### DOCUMENT TEXT
Khimki forest defenders felled by Kremlin, but struggle will continue

    A decision to halt the construction of a highway that would cut through Moscow’s Khimki forest earlier this year has been overturned. Russia’s Deputy Prime Minister, Sergei Ivanov, announced on Tuesday that the development would go ahead as planned, adding that, “additional ecological measures will be taken.” The issue had become a cause celebre and culminated in an unusually large rally and concert in Moscow in September. Even Bono got in on the act. It was then that President Dmitry Medvedev seemed willing to bend, calling for a public review of the project and raising the possibility that the highway would be redirected.

    As the Washington Post put it:

    With powerful construction and political interests arrayed against nascent civic activism, his attention offered the possibility that ordinary citizens were being heard in a country where the powerful, the connected and the corrupt hold sway.

    Others saw the move as nothing more than a way of letting off steam. After a summer of devastating forest fires, a record setting heat wave, and crippling draught—one fifth of the country’s wheat crop was destroyed—the old growth Khimki forest had taken on a larger significance.

    “There was never any chance of an alternative route being chosen,” Alexei Mukhin, head of the Center for Political Information, told the Moscow Times. “Too much money had already been spent on the original route. All the authorities did was take a timeout to let public opinion cool off. It was a good tactic on their part.”

    Activists had campaigned for years to bring the issue to the broader public and it seemed to have paid off. But it also came at a price.

    In 2008, Mikhail Beketov, a Khimki journalist, was brutally beaten for his coverage of the issue and corruption linked to the town’s mayor. On November 4, Konstantin Fetisov, a prominent Khimki activist and opposition politician ended up in a coma with a fractured skull after he was viciously beaten by men with baseball bats. Two days later, Oleg Kashin, a young reporter for the daily newspaper Kommersant was attacked outside of his Moscow apartment, just a 10-minute walk from the Kremlin. “A month later, I am still in the hospital,” Kashin wrote in a column printed in the New York Times. “One of my fingers has been amputated, one of my legs and both halves of my jaw have been broken, and I have several cranial wounds.”

### ACTIVITY
Answer these questions from the Khimki forest article:
1. Who announced that the highway construction would go ahead as planned?
2. What reason did Alexei Mukhin give for why an alternative route was never possible?
3. For which daily newspaper was Oleg Kashin a reporter?

### GIVEN INFORMATION
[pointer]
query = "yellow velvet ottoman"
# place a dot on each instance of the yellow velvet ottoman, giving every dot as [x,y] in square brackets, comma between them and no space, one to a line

### EXERCISE SOLUTION
1. Russia's Deputy Prime Minister, Sergei Ivanov.
2. Too much money had already been spent on the original route.
3. Kommersant.